'''

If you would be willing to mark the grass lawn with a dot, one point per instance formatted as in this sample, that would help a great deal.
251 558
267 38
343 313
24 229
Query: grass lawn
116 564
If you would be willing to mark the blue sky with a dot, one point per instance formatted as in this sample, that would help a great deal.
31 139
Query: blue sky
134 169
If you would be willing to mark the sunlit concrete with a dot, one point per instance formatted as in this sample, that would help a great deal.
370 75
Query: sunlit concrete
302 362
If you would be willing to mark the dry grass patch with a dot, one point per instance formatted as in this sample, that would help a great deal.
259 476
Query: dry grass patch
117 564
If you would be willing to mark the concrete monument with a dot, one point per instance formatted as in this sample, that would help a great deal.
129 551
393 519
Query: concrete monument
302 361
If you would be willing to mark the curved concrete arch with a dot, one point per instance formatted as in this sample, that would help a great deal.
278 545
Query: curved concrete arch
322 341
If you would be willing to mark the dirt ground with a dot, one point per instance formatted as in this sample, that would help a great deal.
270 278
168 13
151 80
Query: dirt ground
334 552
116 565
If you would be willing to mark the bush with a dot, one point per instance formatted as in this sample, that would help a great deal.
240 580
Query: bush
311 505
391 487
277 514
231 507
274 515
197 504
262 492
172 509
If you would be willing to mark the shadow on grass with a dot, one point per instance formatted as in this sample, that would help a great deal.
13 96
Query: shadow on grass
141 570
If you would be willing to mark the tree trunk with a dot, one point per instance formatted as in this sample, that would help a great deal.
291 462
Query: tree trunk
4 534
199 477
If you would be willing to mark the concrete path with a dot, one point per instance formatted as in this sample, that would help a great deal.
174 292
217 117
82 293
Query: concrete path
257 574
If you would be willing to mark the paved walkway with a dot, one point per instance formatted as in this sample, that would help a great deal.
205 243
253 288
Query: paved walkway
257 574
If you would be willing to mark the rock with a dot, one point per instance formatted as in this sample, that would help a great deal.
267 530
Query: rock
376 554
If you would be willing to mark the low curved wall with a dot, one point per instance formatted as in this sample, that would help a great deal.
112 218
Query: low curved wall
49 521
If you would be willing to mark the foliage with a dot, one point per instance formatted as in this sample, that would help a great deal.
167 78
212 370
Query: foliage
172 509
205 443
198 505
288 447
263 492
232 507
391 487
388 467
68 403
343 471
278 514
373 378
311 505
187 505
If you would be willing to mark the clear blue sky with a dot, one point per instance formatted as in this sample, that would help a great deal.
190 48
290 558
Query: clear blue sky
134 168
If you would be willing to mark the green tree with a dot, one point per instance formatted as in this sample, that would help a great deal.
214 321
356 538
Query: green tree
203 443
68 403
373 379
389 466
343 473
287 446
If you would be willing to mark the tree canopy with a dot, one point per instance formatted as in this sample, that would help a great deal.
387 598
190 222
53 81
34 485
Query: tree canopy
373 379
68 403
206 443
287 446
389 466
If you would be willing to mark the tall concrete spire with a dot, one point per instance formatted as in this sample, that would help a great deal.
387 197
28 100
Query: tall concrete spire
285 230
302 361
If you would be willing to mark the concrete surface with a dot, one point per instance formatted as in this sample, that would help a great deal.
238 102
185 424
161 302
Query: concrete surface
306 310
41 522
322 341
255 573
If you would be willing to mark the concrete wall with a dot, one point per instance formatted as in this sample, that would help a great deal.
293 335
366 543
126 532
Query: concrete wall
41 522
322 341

'''

What is being asked:
Write the material out again word for word.

Exercise output:
If you would be willing to mark the grass lawn with a dot, one point per instance formatted as in this sample, that would help a great deal.
251 558
267 38
343 313
24 229
Query: grass lawn
116 564
If you would be willing to mark the blue sky with a dot, one point per instance formatted as in this sample, that would help a great deal.
31 139
Query: blue sky
134 169
If you would be willing to mark the sunlit concrete with a dot, one point per instance formatted as in this sample, that would help a great deal.
370 75
Query: sunlit concrete
302 362
If you would be willing to mark the dry grass patch with a dot, one point per instance formatted as in this sample, that would help a great deal.
259 476
Query: dry grass patch
117 564
If you would be willing to mark the concrete monument with a dot, one point per instance formatted as in this sample, that would help a great deal.
129 551
393 519
Query: concrete monument
302 361
If you would be willing to mark the curved concrete arch with a dot, one point per instance formatted as in this sample, that would help a great deal.
278 545
Query: curved concrete arch
322 341
If you would be willing to mark the dirt ground with a dot, one point per instance formatted as in this sample, that would help a great deal.
270 278
168 13
151 80
Query: dirt ground
334 552
116 565
If you would be willing to mark the bush with a dot, one point per instance formatted as in this sample, that would help a great deal.
240 580
Query: bush
311 505
391 487
277 514
231 507
274 515
197 504
262 492
172 509
If you would be willing to mark the shadow on grass with a dot, one point per instance formatted as in this sample, that would help a great deal.
13 96
Query: shadow on grass
141 570
If you would be willing to mark the tree trunk with a dot, one point per instance formatted as in this sample, that would help a great deal.
291 462
Query: tree trunk
4 534
199 477
If you would be willing to mark the concrete path with a dot, one point per instance formatted as in this sample, that would help a great deal.
174 292
217 117
82 293
Query: concrete path
257 574
If you would be willing to mark the paved walkway with a dot, one point per instance formatted as in this sample, that would help a great deal.
205 243
253 288
Query: paved walkway
257 574
If you would be willing to mark the rock with a dot, one point per instance formatted as in this sample, that would help a great deal.
267 530
Query: rock
376 554
If you would be willing to mark the low curved wall with a dot, one point per instance formatted as in this sample, that would help a great deal.
112 218
Query: low curved wall
49 521
If you would be willing to mark the foliage with a dot, one point per instance formatted as in this sample, that would help a great deal.
167 78
212 370
Query: foliage
172 509
205 443
198 505
288 447
263 492
232 507
391 487
388 467
68 403
343 471
278 514
373 378
311 505
187 505
If you would be willing to mark the clear blue sky with a dot, one point per instance formatted as in this sample, that would help a great deal.
190 48
290 558
Query: clear blue sky
134 168
If you would be willing to mark the green tree with a dot, one point per instance formatted as in this sample, that would help a great deal.
214 321
356 538
Query: green tree
203 443
68 403
373 379
389 466
343 473
287 446
If you would be willing to mark the tree canopy with a dot, one point per instance formatted as in this sample, that would help a great deal.
387 598
190 222
53 81
34 485
Query: tree canopy
373 379
68 403
206 443
287 446
389 466
If you would be willing to mark the tall concrete spire with a dot, one point per instance formatted as in this sample, that would help a great deal.
387 197
28 100
Query: tall concrete spire
285 230
302 361
If you would be willing to mark the concrete surface with a dot, one point per instance formatted as in this sample, that would help a great deal.
238 102
185 424
161 302
Query: concrete surface
306 310
41 522
322 341
255 573
If you would be willing to mark the concrete wall with a dot, one point per instance formatted as in this sample, that would help a great deal.
293 335
366 543
126 532
Query: concrete wall
41 522
322 341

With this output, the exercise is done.